> _JOB_: From the admissions-consultant passage below, pull out everything from "Hanna Stotland is" down to "is booming. (SLBuzzfeed)", copied word for word.

> _SOURCE PASSAGE_:
'''

Hanna Stotland is an admissions consultant with an unusual clientele: She helps students who are punished for sexual misconduct land safely at other universities. Business is booming. (SLBuzzfeed)

Stotland may be the only admissions consultant in the country who actively seeks out clients who have been disciplined for sexual misconduct, according to prominent lawyers and advocates for accused students. In the midst of a national movement that has put pressure on universities to adjudicate sexual misconduct cases more quickly and crack down harder on perpetrators, it’s a lucrative business to be spearheading.
...
Stotland said she never asks whether her clients are guilty of a crime or not — it’s like being a criminal defense attorney, she said — but, even if they are, it’s not clear to her that “banning them from getting an education makes the community safer,” she said.

“God forbid, if one of my clients committed rape, who needs a liberal arts education more than that person?”
posted by aka burlap (8 comments total)

This post was deleted for the following reason: Ugh, I get the sorta man-bites-dog nature of the profile but as a starting point for a discussion of a really difficult topic this is in practice likely to function less as a discussion of the profile itself than as yet another argument about the underlying and much more complicated question of sexual assault adjudication and educational opportunities with the profile itself as a rocky touchstone. -- cortex



 
I am trying really hard to see this person's point of view, but every few paragraphs, it's another false equivalence or glossing over of the fact that she's a hired gun for rich kids who would rather avoid those pesky little consequences while expressing the exact amount of remorse that it takes to sweep "sexual misconduct" under the rug.
posted by Etrigan at 7:36 AM on July 29, 2015


Yeah, I totally agree with that. This paragraph struck me as well:

"The problem is that no one knows where these students should go next. That’s where Stotland comes in."

I mean, I agree that not knowing where people with histories of rape/sexual assault should go next is a problem, and it's a problem with which we have to deal as a society (look at all the issues with sex offender registries &c.). I also don't think that "next" has to be an elite four-year institution or that she's morally obligated to provide this service to rich people in the way she kind of implies.

'''

> _STORED RECORDS_:
'''

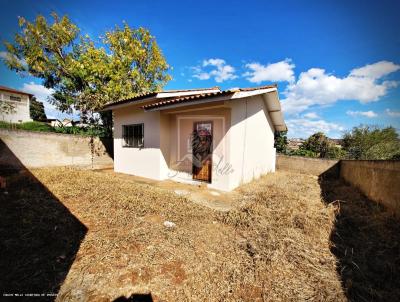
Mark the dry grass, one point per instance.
(275, 246)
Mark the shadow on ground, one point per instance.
(39, 237)
(366, 242)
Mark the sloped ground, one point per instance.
(277, 244)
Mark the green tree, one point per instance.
(317, 143)
(37, 110)
(372, 142)
(281, 141)
(87, 74)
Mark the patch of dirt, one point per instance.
(275, 244)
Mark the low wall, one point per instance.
(312, 166)
(379, 180)
(39, 149)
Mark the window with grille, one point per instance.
(133, 135)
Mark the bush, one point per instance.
(97, 131)
(303, 152)
(30, 126)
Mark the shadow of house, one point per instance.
(366, 242)
(39, 237)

'''

> _EXERCISE RESULT_:
Hanna Stotland is an admissions consultant with an unusual clientele: She helps students who are punished for sexual misconduct land safely at other universities. Business is booming. (SLBuzzfeed)